▶ DIRECTIVES:
• a. Translate this sentence from the forum thread on splitting a text file into Spanish: "I need to split the text file into fields and lines and store in an array or some other data structure."
• b. From the forum thread on splitting a text file, return the stretch from "I need to split" through "Many thanks!" word for word.

▶ DOCUMENT:
# # #
Reputation: 1167
I have a text file which contains content scraped from webpages. The text file is structured like this:
|NEWTAB|lkfalskdjlskjdflsj|NEWTAB|lkjsldkjslkdjf|NEWTAB|sdlfkjsldkjf|NEWLINE|lksjlkjsdl|NEWTAB|lkjlkjlkj|NEWTAB|sdkjlkjsld
|NEWLINE| indicates the start of a new line (i.e., a new row in the data) |NEWTAB| indicates the start of a new field within a line (i.e. a new column in the data)
I need to split the text file into fields and lines and store in an array or some other data structure. Content between |NEWLINE| strings may contain actual new lines (i.e. \n), but these don't indicate an actual new row in the data.
I started by reading each character in one by one and looking at sets of 8 consecutive characters to see if they contained |NEWTAB|. My method proved to be unreliable and ugly. I am looking for the best practice on this. Would the best method be to read the whole text file in as a single string, and then use a string split on "|NEWLINE|" and then string splits on the resulting strings using "|NEWTAB|"?
Many thanks!
Upvotes: 2
Views: 2869
Reputation: 7579
You could do something like this:
Scanner scanner = new Scanner(new File("myFile.txt"));
List<List<String>> rows = new ArrayList<List<String>>();
List<String> column = new ArrayList<String>();
while (scanner.hasNext()) {
for (String elem : scanner.nextLine().split("\\|")) {
System.out.println(elem);
if (elem.equals("NEWTAB") || elem.equals(""))
continue;
else if (elem.equals("NEWLINE")) {
rows.add(column);
column = new ArrayList<String>();
} else
column.add(elem);
}
}
Took me a while to write it up, since I don't have IntelliJ or Eclipse on this computer and had to use Emacs.
# # #
▶ RECORD LIST:
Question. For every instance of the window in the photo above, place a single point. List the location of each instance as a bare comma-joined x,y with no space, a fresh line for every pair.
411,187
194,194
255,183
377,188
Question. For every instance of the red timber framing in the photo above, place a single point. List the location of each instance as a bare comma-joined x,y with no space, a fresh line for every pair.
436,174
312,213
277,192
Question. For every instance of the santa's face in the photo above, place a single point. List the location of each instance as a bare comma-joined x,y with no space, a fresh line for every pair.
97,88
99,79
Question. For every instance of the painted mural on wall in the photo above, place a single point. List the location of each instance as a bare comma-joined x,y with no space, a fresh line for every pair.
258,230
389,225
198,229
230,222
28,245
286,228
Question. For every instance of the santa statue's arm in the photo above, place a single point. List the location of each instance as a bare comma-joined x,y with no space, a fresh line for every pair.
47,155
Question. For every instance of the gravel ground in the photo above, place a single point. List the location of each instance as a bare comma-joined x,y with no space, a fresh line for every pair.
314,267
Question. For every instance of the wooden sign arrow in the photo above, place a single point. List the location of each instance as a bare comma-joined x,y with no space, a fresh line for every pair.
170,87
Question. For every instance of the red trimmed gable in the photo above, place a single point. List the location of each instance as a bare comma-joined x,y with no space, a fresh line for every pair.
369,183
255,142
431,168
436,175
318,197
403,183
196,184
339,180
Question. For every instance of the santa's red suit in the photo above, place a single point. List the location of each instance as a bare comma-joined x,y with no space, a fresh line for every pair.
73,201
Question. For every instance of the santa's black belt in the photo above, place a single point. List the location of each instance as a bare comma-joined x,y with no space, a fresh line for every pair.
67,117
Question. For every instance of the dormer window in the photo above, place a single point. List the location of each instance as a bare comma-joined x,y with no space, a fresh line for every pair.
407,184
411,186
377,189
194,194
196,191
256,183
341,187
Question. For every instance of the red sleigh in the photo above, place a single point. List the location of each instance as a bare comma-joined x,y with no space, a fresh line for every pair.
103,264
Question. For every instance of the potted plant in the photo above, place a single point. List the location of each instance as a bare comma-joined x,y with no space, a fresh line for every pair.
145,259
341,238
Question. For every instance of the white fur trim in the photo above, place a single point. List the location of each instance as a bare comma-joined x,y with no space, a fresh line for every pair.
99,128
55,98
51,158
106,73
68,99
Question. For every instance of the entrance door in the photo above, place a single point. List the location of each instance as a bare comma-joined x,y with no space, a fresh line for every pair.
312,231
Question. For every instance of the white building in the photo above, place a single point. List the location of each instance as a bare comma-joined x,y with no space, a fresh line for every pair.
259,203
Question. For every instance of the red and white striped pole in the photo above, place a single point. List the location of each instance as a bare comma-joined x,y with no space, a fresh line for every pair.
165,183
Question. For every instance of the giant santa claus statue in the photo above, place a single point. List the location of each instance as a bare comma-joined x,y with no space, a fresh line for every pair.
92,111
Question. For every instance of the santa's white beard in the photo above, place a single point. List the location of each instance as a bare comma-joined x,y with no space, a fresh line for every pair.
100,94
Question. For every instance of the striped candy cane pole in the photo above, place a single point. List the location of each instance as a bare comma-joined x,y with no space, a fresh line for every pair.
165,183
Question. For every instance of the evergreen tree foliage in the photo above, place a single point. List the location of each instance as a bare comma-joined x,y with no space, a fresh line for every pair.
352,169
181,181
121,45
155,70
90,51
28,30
# # #
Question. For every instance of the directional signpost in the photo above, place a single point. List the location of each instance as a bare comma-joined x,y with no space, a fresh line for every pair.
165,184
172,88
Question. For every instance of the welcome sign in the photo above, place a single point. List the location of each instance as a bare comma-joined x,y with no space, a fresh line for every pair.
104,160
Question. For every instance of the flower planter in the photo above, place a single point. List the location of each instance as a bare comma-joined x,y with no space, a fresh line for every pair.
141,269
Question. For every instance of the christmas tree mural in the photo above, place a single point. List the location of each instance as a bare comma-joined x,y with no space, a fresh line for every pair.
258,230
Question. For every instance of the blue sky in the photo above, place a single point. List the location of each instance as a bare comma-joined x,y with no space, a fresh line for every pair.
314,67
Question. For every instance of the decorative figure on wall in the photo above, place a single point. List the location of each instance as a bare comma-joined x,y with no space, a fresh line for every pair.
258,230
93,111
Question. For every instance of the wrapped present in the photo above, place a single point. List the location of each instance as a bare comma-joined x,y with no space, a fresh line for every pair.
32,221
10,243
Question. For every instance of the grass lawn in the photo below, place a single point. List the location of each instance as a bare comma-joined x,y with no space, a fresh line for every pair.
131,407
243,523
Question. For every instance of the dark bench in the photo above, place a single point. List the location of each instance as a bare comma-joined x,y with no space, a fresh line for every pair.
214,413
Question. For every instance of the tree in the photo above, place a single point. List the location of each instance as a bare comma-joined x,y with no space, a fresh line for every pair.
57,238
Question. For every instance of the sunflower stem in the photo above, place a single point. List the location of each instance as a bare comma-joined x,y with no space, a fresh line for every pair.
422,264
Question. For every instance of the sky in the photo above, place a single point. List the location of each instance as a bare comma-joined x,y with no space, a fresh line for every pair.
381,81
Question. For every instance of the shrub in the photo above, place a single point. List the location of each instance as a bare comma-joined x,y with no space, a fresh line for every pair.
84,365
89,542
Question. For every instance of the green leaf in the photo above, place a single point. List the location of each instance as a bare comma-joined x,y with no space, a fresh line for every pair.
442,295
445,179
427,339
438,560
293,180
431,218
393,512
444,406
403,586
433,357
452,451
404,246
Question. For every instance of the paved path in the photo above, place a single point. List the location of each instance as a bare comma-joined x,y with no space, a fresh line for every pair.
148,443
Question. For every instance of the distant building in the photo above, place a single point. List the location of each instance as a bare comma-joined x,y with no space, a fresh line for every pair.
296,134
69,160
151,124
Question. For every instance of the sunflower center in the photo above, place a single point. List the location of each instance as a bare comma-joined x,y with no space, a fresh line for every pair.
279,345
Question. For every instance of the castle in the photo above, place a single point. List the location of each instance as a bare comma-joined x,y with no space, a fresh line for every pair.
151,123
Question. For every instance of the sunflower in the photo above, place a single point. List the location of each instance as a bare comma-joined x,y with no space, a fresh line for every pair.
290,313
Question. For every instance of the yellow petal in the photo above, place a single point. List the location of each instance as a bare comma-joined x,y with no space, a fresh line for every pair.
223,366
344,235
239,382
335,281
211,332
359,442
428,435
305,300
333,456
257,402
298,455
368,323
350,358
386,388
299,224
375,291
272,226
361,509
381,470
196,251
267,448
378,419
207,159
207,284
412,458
# # #
▶ TASK-BY-TASK OUTPUTS:
• a. Necesito dividir el archivo de texto en campos y líneas y almacenarlo en un arreglo o en alguna otra estructura de datos.

• b.
I need to split the text file into fields and lines and store in an array or some other data structure. Content between |NEWLINE| strings may contain actual new lines (i.e. \n), but these don't indicate an actual new row in the data.
I started by reading each character in one by one and looking at sets of 8 consecutive characters to see if they contained |NEWTAB|. My method proved to be unreliable and ugly. I am looking for the best practice on this. Would the best method be to read the whole text file in as a single string, and then use a string split on "|NEWLINE|" and then string splits on the resulting strings using "|NEWTAB|"?
Many thanks!